Filas del conjunto de datos sobre ubicaciones de objetos

------------

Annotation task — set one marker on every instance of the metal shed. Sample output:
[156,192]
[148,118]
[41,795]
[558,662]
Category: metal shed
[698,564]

------------

» **SOLICITUD ESCRITA**
Cambia "metal shed" por "wooden shed" en todas las filas y vuelve a escribir las líneas sin alterar nada más.

» **RESULTADO OBTENIDO**
Annotation task — set one marker on every instance of the wooden shed. Sample output:
[156,192]
[148,118]
[41,795]
[558,662]
Category: wooden shed
[698,564]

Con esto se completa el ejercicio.